**The exercise**.
Collect every line in the material below that contains the word "panel", and copy each one out in full.

########

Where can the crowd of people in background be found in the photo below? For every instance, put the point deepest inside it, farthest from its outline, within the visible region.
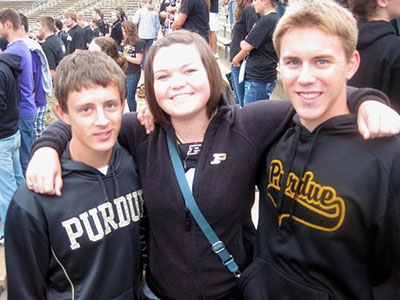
(225, 150)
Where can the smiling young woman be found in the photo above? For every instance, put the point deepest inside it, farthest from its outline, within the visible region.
(221, 148)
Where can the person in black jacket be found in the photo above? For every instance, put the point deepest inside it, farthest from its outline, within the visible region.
(379, 47)
(10, 139)
(84, 244)
(220, 148)
(76, 39)
(116, 27)
(329, 216)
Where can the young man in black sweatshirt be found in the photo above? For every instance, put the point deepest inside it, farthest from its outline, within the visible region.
(84, 244)
(329, 200)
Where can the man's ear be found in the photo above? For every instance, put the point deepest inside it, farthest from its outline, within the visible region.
(352, 65)
(63, 115)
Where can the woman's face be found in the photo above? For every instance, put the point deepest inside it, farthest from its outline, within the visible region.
(94, 47)
(114, 16)
(181, 85)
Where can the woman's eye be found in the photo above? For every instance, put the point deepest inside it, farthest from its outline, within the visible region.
(85, 109)
(322, 61)
(190, 71)
(162, 77)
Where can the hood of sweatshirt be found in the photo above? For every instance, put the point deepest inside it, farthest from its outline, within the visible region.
(371, 31)
(89, 173)
(13, 61)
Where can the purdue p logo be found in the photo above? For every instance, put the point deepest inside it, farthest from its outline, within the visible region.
(218, 157)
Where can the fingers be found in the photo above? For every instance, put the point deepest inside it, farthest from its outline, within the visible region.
(58, 185)
(41, 178)
(145, 118)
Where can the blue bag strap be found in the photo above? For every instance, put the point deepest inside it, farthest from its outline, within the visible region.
(216, 244)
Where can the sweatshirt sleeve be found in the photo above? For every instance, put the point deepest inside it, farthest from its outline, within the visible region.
(355, 97)
(56, 136)
(27, 255)
(59, 134)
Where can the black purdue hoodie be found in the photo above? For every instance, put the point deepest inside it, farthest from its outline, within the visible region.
(379, 48)
(329, 217)
(84, 244)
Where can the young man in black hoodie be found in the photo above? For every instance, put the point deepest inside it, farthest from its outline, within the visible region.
(84, 244)
(329, 214)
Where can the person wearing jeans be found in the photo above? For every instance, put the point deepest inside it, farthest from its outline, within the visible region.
(260, 76)
(246, 18)
(238, 88)
(10, 172)
(254, 91)
(133, 52)
(10, 139)
(132, 81)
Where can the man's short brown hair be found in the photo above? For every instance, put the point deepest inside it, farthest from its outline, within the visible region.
(325, 15)
(11, 15)
(210, 64)
(363, 9)
(70, 13)
(84, 70)
(48, 22)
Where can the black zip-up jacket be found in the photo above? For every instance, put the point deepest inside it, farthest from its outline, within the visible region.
(379, 48)
(84, 244)
(9, 94)
(329, 217)
(181, 263)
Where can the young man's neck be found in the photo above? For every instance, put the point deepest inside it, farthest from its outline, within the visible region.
(13, 36)
(47, 34)
(95, 159)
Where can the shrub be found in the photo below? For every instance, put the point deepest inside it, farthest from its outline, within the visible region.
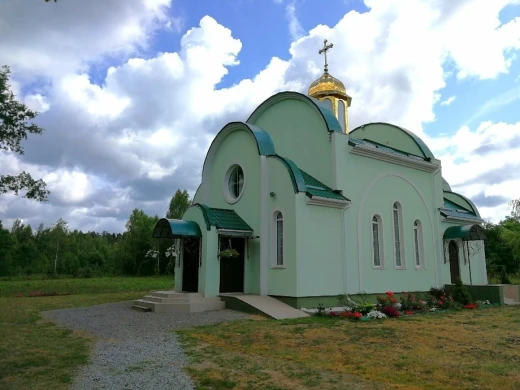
(390, 311)
(438, 292)
(386, 300)
(461, 294)
(504, 278)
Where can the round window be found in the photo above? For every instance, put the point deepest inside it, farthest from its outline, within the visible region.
(234, 183)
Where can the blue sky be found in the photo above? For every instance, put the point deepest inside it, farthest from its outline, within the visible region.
(128, 139)
(262, 28)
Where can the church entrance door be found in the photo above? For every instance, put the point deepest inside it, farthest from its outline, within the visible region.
(232, 268)
(190, 264)
(454, 261)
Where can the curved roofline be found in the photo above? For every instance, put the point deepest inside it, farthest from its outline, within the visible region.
(328, 116)
(205, 211)
(175, 227)
(427, 153)
(466, 232)
(294, 173)
(445, 184)
(475, 210)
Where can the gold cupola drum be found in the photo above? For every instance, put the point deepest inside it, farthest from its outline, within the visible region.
(331, 91)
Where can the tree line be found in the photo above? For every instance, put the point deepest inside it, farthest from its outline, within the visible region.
(58, 250)
(502, 245)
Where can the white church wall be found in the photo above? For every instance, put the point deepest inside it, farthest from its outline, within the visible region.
(320, 250)
(374, 186)
(477, 259)
(299, 133)
(281, 279)
(239, 147)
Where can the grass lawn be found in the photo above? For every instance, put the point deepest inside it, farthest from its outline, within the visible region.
(39, 355)
(85, 286)
(463, 350)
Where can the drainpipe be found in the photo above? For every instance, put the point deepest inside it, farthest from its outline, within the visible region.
(344, 222)
(469, 263)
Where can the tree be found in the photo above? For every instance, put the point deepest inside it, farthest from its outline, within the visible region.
(178, 205)
(14, 127)
(6, 249)
(515, 209)
(59, 232)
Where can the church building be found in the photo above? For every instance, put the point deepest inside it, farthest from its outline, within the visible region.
(296, 205)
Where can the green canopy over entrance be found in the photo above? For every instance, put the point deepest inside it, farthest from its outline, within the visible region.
(465, 232)
(170, 228)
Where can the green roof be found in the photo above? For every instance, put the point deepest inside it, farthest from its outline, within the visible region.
(365, 142)
(222, 218)
(427, 153)
(331, 122)
(303, 182)
(466, 232)
(229, 220)
(445, 185)
(169, 228)
(314, 187)
(454, 210)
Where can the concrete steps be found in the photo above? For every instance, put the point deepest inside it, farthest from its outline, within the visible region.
(174, 302)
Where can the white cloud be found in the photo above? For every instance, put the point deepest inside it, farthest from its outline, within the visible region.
(496, 103)
(143, 133)
(295, 27)
(448, 101)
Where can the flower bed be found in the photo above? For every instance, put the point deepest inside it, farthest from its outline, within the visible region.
(388, 306)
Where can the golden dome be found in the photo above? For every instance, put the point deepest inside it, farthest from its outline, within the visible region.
(327, 85)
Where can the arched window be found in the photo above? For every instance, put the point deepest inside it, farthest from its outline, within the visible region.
(418, 244)
(398, 235)
(279, 238)
(377, 244)
(341, 114)
(328, 103)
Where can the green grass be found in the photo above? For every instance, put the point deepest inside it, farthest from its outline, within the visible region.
(85, 286)
(464, 350)
(35, 354)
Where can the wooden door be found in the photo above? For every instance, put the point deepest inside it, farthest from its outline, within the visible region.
(190, 264)
(232, 268)
(454, 261)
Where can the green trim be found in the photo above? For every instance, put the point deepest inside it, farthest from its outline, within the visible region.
(317, 188)
(427, 153)
(326, 113)
(356, 141)
(169, 228)
(294, 173)
(205, 213)
(445, 185)
(475, 210)
(466, 232)
(264, 141)
(222, 218)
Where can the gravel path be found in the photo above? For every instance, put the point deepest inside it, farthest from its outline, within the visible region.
(135, 350)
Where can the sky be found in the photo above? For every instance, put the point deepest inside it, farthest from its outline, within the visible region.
(131, 93)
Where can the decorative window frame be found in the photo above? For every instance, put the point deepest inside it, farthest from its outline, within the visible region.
(274, 243)
(420, 243)
(225, 185)
(401, 236)
(381, 265)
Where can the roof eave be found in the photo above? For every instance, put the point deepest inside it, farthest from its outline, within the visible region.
(328, 202)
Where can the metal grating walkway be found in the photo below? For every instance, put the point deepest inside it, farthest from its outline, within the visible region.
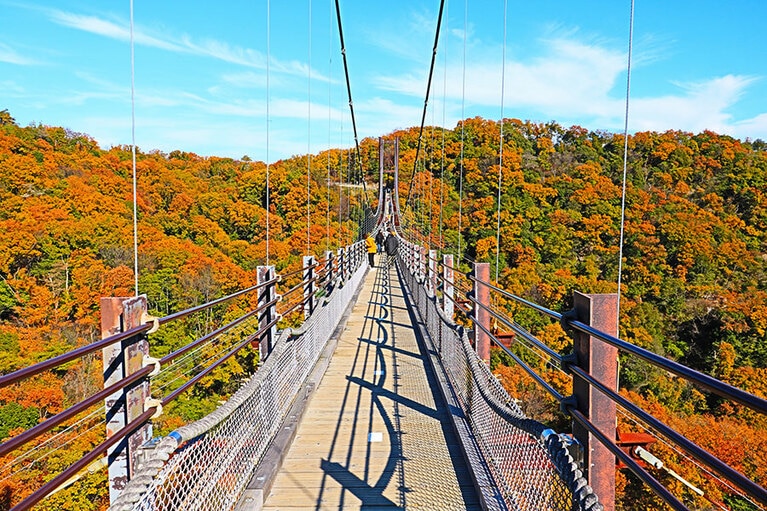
(375, 435)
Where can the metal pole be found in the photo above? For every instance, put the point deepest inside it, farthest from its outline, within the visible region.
(482, 295)
(121, 360)
(266, 295)
(600, 360)
(448, 292)
(310, 286)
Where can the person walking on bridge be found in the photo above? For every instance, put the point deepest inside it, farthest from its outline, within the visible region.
(391, 244)
(370, 242)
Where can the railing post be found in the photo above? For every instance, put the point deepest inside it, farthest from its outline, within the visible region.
(266, 295)
(120, 361)
(310, 286)
(601, 361)
(482, 295)
(448, 291)
(433, 272)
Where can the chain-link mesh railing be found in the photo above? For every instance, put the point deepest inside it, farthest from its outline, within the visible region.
(529, 464)
(207, 464)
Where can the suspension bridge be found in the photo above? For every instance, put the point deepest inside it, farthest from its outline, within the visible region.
(381, 399)
(382, 396)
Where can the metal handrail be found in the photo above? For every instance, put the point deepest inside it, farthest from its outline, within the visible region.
(50, 423)
(518, 329)
(204, 306)
(641, 473)
(716, 386)
(690, 447)
(83, 462)
(45, 365)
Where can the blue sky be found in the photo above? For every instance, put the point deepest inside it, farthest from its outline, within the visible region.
(201, 68)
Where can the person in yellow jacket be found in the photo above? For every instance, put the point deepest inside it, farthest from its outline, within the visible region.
(370, 242)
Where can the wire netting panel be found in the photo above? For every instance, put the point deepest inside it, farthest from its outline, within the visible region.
(207, 465)
(529, 464)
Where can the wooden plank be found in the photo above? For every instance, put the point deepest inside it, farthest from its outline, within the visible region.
(375, 435)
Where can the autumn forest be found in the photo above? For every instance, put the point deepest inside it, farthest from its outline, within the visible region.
(694, 268)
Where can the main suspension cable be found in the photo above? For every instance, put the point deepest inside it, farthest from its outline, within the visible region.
(426, 99)
(268, 100)
(330, 121)
(500, 151)
(463, 125)
(133, 155)
(349, 90)
(625, 167)
(309, 137)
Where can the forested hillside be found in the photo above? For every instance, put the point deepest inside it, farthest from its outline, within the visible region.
(694, 284)
(694, 265)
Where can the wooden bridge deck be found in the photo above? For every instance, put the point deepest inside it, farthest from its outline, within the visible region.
(376, 434)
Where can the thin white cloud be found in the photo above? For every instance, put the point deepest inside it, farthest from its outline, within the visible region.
(699, 106)
(211, 48)
(11, 56)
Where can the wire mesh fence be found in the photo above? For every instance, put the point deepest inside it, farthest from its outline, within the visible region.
(530, 466)
(208, 464)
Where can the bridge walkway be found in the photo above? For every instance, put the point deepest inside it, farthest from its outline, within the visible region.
(376, 434)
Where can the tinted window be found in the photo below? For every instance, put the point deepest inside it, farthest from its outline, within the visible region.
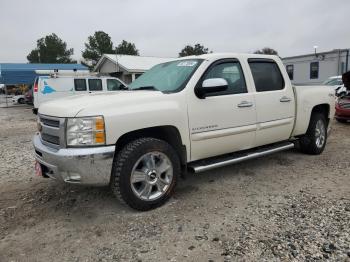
(168, 77)
(314, 70)
(232, 73)
(95, 84)
(290, 71)
(79, 84)
(114, 85)
(267, 76)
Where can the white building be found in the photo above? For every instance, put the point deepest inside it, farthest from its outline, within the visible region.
(127, 67)
(313, 69)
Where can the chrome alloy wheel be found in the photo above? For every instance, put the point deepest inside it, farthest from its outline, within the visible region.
(151, 176)
(320, 133)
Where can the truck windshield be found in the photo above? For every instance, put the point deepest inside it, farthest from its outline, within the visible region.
(167, 77)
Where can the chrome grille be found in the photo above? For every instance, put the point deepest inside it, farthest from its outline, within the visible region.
(52, 131)
(50, 122)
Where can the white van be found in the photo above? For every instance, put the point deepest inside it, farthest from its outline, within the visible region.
(56, 86)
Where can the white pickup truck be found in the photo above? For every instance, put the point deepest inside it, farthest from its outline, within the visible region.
(194, 113)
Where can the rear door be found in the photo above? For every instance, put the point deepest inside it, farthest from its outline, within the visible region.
(225, 121)
(275, 103)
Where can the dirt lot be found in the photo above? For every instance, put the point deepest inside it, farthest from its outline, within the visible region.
(287, 206)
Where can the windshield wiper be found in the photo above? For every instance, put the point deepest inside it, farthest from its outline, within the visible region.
(146, 88)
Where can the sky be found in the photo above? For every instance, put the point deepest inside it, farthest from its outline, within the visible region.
(163, 27)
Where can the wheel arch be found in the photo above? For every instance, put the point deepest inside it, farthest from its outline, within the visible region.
(323, 109)
(168, 133)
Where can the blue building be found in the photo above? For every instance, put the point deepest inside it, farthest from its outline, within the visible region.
(15, 74)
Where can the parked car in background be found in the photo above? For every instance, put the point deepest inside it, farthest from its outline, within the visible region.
(63, 84)
(337, 83)
(191, 114)
(342, 109)
(18, 99)
(28, 96)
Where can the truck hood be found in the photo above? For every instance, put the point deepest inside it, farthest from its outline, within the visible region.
(96, 103)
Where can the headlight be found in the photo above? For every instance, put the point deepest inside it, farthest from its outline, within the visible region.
(86, 131)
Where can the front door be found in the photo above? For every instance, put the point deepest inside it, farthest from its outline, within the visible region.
(225, 121)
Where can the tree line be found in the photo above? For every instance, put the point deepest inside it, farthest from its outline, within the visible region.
(52, 49)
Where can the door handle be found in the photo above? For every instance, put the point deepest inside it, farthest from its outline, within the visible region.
(245, 104)
(285, 99)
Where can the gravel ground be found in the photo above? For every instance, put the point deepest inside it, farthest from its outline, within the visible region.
(284, 207)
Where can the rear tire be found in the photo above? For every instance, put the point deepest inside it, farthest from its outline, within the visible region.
(314, 141)
(145, 173)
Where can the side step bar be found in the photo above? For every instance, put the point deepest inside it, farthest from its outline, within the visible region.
(204, 165)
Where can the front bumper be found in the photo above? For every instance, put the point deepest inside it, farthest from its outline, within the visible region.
(89, 166)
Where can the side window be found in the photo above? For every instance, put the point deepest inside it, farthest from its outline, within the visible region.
(232, 73)
(267, 76)
(114, 85)
(314, 66)
(95, 85)
(290, 71)
(79, 84)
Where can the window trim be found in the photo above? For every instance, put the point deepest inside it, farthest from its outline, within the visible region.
(318, 69)
(94, 79)
(218, 62)
(292, 66)
(266, 60)
(114, 79)
(75, 85)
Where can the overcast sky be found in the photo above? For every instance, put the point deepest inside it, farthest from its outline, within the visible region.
(164, 27)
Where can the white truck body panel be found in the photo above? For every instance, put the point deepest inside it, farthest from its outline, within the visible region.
(208, 127)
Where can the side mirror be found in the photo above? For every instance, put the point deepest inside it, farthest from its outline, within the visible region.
(211, 85)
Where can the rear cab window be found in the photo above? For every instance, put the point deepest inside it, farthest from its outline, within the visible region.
(266, 74)
(114, 85)
(95, 84)
(80, 85)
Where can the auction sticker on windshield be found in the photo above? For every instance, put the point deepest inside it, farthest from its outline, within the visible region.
(187, 63)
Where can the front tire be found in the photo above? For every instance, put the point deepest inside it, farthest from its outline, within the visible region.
(145, 173)
(314, 141)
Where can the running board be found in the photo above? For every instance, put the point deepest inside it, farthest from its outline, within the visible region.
(204, 165)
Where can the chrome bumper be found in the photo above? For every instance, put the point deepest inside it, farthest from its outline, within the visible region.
(89, 166)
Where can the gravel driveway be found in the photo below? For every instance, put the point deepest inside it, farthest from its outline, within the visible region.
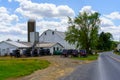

########

**Problem solution**.
Where can the wire netting panel be found in the photo above? For every instance, put the point deepest inside it, farthest from its outline, within the visible region.
Where can the white truck body panel be found in the photo above? For every instance, put the point deepest inside it, farthest from its outline, within the visible region.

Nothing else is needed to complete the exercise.